The two rows in Figure 1 contain two different risk input rules: in the top row, emissions are permitted, and in the bottom row, emissions are forbidden. (27) The phrase "emissions permitted" as used here denotes only the privilege to put the pollutants into the air and not the right to make the pollutants enter the homeowner's lungs or laundry. Only one risky input appears in this simple example, and it is carried out by only one party--the factory--rather than reciprocally by both parties. (28) The two columns represent two different rules for allocating the costs of any resulting harm: in the left column, the factory bears the costs, and in the right column, the homeowner bears the costs. Following Coase, harm can result from a risk production rule that denies the factory the privilege of emitting, just as surely as it can result from a risk input rule that allows the factory to emit pollutants. (29)
Working through this reformulated two-by-two grid produces a sense of deja vu; the four rules produced by this new pair of questions look at first glance to be nearly identical to those that have long appeared in the dominant C&M model. (30) There is a cell in which the factory can emit but must pay for any damage that results; (31) another in which it can emit without paying; (32) a third in which it must stop emitting at its own expense; (33) and a fourth in which it must stop emitting, but the stopping costs are borne by the homeowner. (34) Yet, on closer examination, Figure 1's reformulation introduces at least four important refinements.
First, the reformulation highlights a key difference between the harms featured in Figure 1's top row (in which the risk-producing activity is permitted) and those in the bottom row (in which it is forbidden). The latter are the direct product of state coercion, but the former are not and can therefore be influenced by stochastic factors and self-help. (35) Second, and closely related, entitlements granted to risk producers extend, at most, to risky conduct and not to harmful consequences. Third, Figure 1 makes explicit a fact obscured by C&M's reference to a generic "entitlement": in addressing conflicts, society necessarily selects particular risky inputs (here, emissions) for scrutiny, while neglecting other inputs (such as living in a house near a factory) that, on a Coasean analysis, would be equally causal. Fourth, Figure 1 focuses exclusively on specifying the content of the underlying entitlement and consciously defers two further questions that were conflated in the C&M framework: how transfers among entitlement regimes can occur; and what remedies are available for violating an entitlement regime's terms. I take up these four features of Figure 1'S reformulation in turn.

--- INFORMATION SHOWN ---
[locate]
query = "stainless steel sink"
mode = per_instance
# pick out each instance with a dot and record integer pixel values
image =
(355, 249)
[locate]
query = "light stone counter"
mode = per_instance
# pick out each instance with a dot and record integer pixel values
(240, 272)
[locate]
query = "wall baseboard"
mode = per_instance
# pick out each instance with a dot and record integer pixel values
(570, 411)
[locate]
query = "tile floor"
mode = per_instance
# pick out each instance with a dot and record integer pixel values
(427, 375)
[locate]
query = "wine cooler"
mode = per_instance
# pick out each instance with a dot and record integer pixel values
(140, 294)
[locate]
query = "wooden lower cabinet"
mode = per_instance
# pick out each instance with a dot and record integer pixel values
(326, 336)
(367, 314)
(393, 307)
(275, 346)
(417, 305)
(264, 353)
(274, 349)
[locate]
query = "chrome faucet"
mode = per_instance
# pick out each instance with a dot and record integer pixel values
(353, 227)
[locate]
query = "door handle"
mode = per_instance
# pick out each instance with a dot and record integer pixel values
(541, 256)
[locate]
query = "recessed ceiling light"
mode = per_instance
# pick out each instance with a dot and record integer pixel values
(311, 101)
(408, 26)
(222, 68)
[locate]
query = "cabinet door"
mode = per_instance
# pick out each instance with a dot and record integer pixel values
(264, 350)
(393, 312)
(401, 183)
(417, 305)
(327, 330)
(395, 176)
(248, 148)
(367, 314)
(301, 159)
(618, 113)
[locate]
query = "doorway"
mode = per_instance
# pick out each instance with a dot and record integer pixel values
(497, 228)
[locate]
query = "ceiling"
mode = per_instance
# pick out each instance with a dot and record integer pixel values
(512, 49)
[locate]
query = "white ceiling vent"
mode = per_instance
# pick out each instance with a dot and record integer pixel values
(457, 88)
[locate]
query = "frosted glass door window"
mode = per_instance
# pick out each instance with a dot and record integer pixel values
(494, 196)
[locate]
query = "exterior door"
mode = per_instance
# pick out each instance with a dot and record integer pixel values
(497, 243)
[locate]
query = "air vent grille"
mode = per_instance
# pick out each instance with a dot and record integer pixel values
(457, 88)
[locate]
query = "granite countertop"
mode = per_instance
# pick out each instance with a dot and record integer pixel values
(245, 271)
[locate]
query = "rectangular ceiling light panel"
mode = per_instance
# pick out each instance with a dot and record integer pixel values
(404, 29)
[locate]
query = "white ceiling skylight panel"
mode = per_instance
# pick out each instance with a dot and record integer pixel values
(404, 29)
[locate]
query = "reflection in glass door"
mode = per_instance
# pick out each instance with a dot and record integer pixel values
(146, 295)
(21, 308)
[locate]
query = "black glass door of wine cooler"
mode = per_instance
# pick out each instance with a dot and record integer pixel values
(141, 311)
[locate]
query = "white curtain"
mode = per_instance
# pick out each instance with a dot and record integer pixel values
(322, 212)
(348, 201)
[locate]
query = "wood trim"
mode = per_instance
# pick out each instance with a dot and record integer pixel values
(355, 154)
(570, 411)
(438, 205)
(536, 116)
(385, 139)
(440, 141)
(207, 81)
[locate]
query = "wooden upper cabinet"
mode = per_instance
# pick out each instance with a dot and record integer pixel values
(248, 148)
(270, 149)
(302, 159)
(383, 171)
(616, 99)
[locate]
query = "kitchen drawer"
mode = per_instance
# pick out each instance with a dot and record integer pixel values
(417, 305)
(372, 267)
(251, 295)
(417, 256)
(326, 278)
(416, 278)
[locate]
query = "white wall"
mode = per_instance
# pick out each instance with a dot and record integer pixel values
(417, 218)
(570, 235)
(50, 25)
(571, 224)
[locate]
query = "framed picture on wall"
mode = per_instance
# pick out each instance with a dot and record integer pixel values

--- JOB ---
In the passage on pollution entitlements, what do the two columns of Figure 1 represent?

--- SOLUTION ---
They represent two different rules for allocating the costs of any resulting harm: the factory bears the costs in the left column, and the homeowner bears them in the right column.